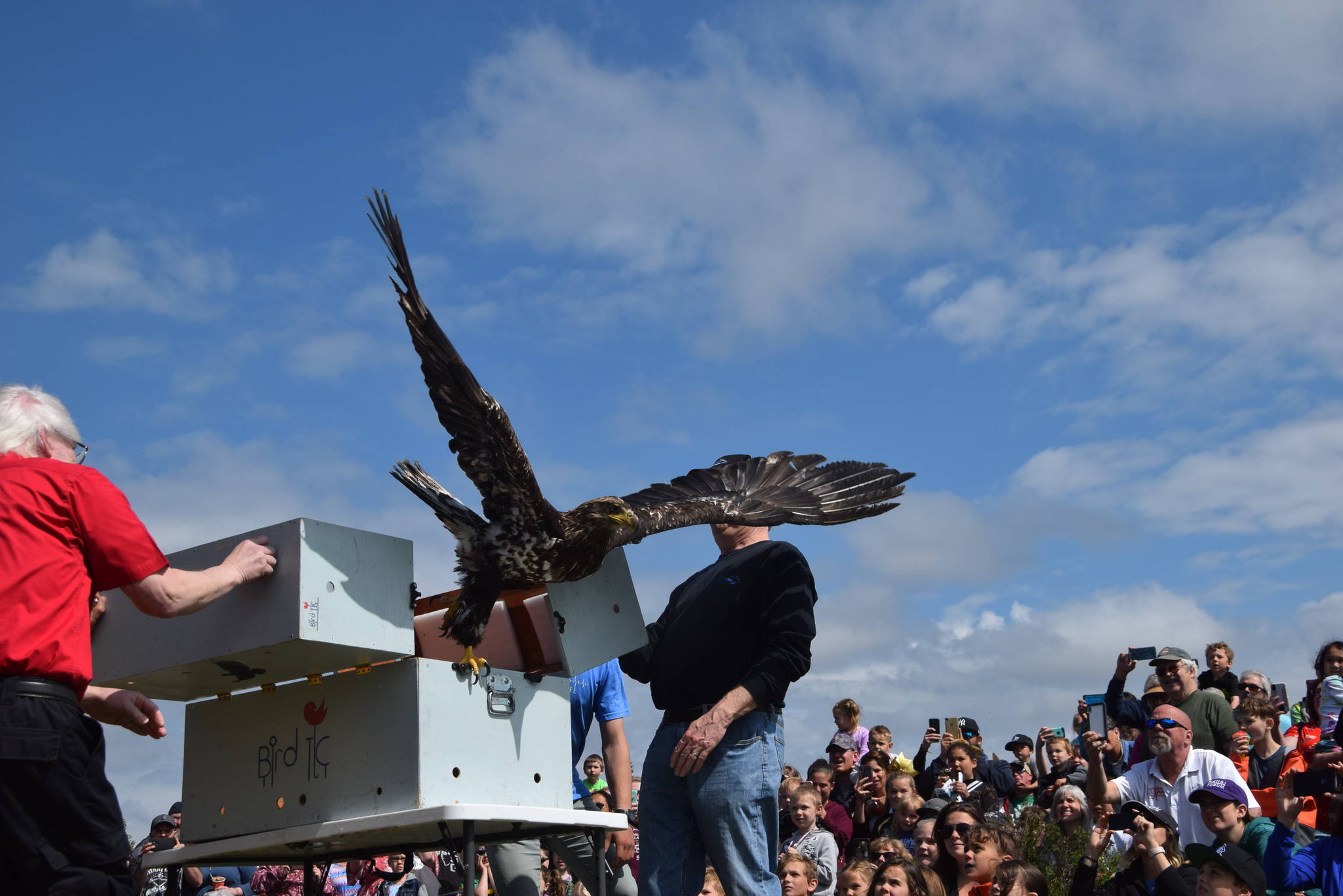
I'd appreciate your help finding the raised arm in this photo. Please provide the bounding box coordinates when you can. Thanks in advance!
[122,536,275,619]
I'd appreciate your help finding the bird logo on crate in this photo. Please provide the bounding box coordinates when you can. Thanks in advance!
[256,700,331,787]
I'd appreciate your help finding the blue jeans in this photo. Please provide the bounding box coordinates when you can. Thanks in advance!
[639,712,783,896]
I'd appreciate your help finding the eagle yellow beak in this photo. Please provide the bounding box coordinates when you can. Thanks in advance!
[607,511,637,532]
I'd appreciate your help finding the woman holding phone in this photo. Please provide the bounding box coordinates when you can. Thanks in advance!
[932,804,984,896]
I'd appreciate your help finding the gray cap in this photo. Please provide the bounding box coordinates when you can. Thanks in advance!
[1147,648,1198,667]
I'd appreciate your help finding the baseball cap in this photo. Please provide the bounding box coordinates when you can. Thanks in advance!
[1119,799,1179,840]
[1184,844,1268,896]
[826,731,858,752]
[1188,778,1248,805]
[919,796,951,818]
[1147,648,1194,667]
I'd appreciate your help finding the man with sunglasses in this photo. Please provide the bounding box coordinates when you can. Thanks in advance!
[0,384,275,895]
[1083,704,1260,845]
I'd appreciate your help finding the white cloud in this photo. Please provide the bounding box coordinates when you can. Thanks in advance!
[846,492,1121,591]
[806,0,1343,128]
[424,27,992,346]
[1012,406,1343,539]
[915,182,1343,391]
[289,330,380,379]
[85,336,164,364]
[5,227,236,319]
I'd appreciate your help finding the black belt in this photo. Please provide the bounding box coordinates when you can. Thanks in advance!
[0,678,79,707]
[662,703,783,726]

Task directions
Repeat the records word for word, starting at the very first line and stopping after the line that contains "[639,712,783,896]". Leave out the pictures.

Solution for this task
I'd appreciate your help finding the raised arm in this photo. Please provide the bounding box coordinates when you can. Thanks in advance!
[122,536,275,619]
I'd appreciate your help finding the bird logo on crate in this photo. Please provide the bounding box coordinates when you can. Thanks in advance!
[256,700,331,787]
I'd appreciate your help finding the blue jeans in this photo. Please provide the bounding box coordinates when you can. Thanks in advance!
[639,712,783,896]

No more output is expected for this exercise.